Exercise: Within the data beneath, some lines may hold the word "dark". Give the number of those lines and nothing else.

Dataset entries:
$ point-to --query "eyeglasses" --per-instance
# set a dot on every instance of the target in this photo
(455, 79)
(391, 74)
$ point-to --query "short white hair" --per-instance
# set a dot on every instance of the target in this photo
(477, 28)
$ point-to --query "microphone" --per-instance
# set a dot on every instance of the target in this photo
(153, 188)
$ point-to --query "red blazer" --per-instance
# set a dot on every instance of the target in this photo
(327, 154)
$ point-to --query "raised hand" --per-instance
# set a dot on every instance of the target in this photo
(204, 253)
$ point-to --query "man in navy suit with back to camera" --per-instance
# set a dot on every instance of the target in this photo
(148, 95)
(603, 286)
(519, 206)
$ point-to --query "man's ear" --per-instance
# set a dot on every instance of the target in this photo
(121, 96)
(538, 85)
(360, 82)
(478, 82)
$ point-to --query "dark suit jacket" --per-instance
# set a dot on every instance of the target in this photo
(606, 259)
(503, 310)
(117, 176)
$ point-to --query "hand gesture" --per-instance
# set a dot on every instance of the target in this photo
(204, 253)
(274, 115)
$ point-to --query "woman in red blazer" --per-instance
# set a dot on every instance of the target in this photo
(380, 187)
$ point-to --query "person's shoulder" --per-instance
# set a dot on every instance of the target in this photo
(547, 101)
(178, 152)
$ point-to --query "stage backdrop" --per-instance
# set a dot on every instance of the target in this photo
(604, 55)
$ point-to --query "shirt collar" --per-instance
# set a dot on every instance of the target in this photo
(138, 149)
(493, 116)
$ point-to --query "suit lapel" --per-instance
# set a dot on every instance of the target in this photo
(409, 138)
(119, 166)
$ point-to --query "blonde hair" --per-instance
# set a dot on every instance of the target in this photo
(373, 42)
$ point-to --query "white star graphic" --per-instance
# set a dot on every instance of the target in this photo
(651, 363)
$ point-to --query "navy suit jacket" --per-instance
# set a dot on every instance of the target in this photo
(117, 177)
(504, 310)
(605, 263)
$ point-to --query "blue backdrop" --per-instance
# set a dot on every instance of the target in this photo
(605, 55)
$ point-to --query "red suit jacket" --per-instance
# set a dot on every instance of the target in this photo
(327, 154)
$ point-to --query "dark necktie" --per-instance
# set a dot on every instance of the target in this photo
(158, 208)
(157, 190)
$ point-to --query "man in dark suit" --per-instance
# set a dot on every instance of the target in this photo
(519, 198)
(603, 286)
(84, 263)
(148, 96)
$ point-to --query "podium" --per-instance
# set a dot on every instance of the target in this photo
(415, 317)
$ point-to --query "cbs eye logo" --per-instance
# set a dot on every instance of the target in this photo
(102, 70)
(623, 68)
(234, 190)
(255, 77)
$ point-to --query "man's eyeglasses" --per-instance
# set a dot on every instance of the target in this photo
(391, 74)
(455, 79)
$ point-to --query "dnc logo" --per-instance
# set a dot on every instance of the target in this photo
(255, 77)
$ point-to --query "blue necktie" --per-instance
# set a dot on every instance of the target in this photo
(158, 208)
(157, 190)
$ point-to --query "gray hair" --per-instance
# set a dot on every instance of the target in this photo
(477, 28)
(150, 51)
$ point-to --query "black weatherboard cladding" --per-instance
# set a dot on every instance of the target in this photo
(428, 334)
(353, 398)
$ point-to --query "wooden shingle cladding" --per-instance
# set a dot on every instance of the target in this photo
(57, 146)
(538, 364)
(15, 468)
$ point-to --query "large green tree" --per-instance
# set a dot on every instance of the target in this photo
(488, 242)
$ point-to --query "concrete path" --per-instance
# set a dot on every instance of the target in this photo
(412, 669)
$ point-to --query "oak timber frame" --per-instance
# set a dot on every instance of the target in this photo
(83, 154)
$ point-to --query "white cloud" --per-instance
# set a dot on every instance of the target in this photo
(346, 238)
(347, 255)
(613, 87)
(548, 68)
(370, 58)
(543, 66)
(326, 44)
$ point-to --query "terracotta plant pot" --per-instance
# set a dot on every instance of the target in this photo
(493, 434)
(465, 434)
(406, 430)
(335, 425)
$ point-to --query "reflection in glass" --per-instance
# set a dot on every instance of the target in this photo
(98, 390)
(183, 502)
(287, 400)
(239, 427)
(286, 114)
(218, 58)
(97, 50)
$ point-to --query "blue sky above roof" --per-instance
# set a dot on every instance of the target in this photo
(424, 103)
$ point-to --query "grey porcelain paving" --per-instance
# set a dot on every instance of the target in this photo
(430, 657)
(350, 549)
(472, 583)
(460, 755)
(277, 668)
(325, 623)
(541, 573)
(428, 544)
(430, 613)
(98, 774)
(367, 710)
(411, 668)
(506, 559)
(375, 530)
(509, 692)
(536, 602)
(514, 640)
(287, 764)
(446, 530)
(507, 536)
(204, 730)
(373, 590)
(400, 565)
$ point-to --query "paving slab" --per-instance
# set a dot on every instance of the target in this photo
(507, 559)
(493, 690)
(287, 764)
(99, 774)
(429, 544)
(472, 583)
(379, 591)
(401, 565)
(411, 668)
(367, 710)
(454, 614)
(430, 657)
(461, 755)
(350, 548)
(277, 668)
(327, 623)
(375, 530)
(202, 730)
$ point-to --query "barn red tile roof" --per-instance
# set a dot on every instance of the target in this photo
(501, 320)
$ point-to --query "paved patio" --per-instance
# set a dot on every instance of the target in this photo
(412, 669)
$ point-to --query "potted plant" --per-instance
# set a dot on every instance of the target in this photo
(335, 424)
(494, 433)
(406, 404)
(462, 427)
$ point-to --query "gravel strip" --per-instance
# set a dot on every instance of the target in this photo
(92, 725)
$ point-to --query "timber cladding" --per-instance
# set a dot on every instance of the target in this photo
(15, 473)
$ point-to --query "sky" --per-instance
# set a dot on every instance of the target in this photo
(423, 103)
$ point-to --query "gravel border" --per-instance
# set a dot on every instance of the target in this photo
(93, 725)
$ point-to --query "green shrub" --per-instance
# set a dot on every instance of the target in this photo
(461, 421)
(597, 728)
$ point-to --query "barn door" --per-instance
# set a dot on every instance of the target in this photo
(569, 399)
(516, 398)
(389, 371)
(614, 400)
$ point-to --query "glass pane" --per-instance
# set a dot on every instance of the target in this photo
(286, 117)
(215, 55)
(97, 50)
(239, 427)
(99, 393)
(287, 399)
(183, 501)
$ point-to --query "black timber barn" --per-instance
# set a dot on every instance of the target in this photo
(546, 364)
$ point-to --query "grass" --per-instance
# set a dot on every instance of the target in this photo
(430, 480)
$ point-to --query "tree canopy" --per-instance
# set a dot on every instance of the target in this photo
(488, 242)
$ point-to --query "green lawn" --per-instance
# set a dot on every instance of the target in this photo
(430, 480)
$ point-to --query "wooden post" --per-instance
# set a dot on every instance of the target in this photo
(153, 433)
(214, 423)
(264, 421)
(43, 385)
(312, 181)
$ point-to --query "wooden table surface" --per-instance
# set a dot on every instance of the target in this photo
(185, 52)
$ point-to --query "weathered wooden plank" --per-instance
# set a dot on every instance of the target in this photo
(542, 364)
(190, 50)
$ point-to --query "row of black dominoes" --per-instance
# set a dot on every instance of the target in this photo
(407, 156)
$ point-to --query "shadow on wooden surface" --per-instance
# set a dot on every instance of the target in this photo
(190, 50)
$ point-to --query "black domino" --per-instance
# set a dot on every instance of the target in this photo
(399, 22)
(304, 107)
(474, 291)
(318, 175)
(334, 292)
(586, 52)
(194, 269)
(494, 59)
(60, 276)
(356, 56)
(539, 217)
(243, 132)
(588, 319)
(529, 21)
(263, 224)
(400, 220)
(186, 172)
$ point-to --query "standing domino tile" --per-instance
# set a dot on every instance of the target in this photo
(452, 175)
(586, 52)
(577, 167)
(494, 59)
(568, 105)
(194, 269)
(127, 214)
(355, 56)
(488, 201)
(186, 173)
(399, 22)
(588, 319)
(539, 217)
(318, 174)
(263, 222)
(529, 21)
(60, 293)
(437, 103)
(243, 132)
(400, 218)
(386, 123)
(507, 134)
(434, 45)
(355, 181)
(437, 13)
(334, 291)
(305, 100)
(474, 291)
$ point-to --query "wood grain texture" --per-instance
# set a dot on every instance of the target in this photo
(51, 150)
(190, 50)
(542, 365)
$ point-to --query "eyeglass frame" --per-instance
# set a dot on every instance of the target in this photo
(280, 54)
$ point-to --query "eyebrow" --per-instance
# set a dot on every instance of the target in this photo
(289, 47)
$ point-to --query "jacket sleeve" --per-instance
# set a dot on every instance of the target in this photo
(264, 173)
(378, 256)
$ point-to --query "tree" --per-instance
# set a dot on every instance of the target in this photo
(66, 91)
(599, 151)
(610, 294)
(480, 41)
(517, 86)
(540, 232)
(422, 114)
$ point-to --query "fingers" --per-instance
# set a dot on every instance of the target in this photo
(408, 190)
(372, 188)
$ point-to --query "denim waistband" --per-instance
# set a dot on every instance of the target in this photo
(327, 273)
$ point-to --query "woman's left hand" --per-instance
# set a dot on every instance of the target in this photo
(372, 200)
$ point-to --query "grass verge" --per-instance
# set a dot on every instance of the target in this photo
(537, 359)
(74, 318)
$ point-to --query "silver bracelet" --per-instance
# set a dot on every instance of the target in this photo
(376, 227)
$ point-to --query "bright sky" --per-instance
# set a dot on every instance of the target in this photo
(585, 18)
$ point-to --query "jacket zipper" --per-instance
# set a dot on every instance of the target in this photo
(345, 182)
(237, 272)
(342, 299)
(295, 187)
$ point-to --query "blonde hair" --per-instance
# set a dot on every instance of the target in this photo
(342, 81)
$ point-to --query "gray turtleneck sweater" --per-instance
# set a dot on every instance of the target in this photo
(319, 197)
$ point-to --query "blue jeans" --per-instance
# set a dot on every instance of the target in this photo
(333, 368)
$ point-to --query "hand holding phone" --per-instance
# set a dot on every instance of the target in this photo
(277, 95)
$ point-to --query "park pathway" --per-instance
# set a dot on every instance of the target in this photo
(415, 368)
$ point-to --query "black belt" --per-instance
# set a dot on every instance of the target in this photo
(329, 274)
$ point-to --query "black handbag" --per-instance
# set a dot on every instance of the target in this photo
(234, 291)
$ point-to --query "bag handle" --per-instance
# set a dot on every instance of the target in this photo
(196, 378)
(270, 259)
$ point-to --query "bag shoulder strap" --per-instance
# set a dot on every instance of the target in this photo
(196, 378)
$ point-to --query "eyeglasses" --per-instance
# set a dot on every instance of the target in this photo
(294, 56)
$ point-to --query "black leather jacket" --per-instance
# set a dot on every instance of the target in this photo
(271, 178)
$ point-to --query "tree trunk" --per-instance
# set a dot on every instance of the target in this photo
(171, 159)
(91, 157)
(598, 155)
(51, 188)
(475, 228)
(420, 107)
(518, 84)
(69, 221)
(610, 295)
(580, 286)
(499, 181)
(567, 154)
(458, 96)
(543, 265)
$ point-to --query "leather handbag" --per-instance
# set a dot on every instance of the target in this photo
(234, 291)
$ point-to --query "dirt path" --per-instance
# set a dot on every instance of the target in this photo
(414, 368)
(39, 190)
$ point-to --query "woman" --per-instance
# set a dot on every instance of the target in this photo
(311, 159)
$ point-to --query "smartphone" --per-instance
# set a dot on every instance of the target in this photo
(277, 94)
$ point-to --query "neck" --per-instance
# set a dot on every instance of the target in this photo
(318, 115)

Answer space: 3